* _Texte de la page_:

Docteur en philosophie et histoire des sciences, Alexandre Klein est chercheur postdoctoral au département des sciences historiques de l’université Laval (Québec). Ses travaux portent en particulier sur l’histoire de la médecine contemporaine, de la psychologie et de la psychiatrie.
Le mouvement #nofakemed est très virulent contre les médecines complémentaires. Y a-t-il des antécédents dans l’histoire de la médecine ?
Depuis la Révolution française, à chaque fois que le corps médical a voulu s’affirmer et s’unifier, il s’est trouvé des ennemis qu’il a appelés « charlatans » pour mieux se définir en opposition. A une époque, ce furent les guérisseurs, à d’autres les sages-femmes ou les officiers de santé… Le travail d’exclusion des autres soignants a été particulièrement actif au XIXe siècle, lorsque la médecine a œuvré pour acquérir le monopole de la santé.
Mais au XXe siècle, un mouvement inverse s’est opéré. Progressivement, la population a pris conscience que la santé, ce n’était pas seulement la médecine. D’ailleurs, en 1946, l’Organisation mondiale de la santé (OMS) l’a définie plus seulement comme l’absence de maladie mais comme un état de complet bien-être physique, mental et social. Dans le même temps, les médecins, qui s’étaient donné pour mission de guérir, ont vu se multiplier les maladies chroniques, qu’il ne s’agissait plus de guérir mais seulement de gérer. Ils ont alors choisi de déléguer, pour conserver leur cœur de métier, par exemple en créant des associations pour apprendre aux patients à prendre soin d’eux-mêmes. La remise en question du monopole médical sur la santé s’est ensuite accentuée avec le développement d’un marché du bien-être, devenu de plus en plus important.

* _Travail à réaliser_:
1. D'après le texte sur l'histoire de la médecine, en quelle année l'OMS a-t-elle défini la santé comme un état de complet bien-être physique, mental et social ?
2. Poursuivez le texte sur l'histoire de la médecine à la suite de sa dernière phrase.
Les items ci-après constituent un matériau indépendant du texte sur l'histoire de la médecine.

(Entrées de données enregistrées)
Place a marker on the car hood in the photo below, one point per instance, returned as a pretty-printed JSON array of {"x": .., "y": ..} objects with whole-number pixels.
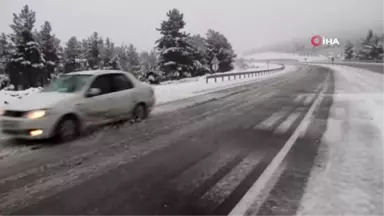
[{"x": 39, "y": 100}]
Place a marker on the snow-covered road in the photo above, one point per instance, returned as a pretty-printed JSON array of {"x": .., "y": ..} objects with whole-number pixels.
[{"x": 349, "y": 176}]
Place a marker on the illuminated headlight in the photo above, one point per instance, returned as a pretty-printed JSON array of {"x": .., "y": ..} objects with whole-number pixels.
[{"x": 35, "y": 114}]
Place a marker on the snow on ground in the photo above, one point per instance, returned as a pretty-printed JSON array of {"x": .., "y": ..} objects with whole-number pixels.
[
  {"x": 6, "y": 96},
  {"x": 278, "y": 55},
  {"x": 171, "y": 92},
  {"x": 177, "y": 90},
  {"x": 349, "y": 178}
]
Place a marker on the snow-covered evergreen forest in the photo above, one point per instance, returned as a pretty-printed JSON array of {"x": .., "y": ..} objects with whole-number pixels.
[
  {"x": 369, "y": 48},
  {"x": 31, "y": 56}
]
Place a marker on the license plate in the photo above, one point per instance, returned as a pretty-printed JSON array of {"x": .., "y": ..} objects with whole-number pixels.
[{"x": 9, "y": 124}]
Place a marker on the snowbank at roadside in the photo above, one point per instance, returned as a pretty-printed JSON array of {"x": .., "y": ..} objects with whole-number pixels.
[
  {"x": 348, "y": 178},
  {"x": 6, "y": 96}
]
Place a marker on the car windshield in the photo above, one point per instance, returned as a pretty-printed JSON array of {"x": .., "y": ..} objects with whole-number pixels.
[{"x": 67, "y": 83}]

* _Réponses_:
1. En 1946.

2.
La création de ce mouvement « anticharlatans » ne vous a donc pas surpris ?
Non, mais ce qui m’a frappé dans leur première action, une tribune publiée en mars dans Le Figaro, c’est son propos quelque peu désorganisé, pour ne pas dire brouillon. On comprenait que ses auteurs visaient l’homéopathie, mais ils le faisaient en mettant dans le même sac toutes les médecines complémentaires, sans aucune nuance ni distinction.
On ne peut pas mettre l’acupuncture et l’homéopathie au même niveau, ni même considérer l’ostéopathie, qui est une discipline enseignée et reconnue dans des pays comme le Canada ou l’Ecosse, simplement comme une pratique charlatanesque. Bien sûr, il est légitime de revendiquer des pratiques fondées sur des données probantes, mais l’idée même d’exclusion me pose question. Il y a des enjeux corporatistes dans ce mouvement, et d’ailleurs, au fond, leur tribune était surtout adressée à l’ordre des médecins.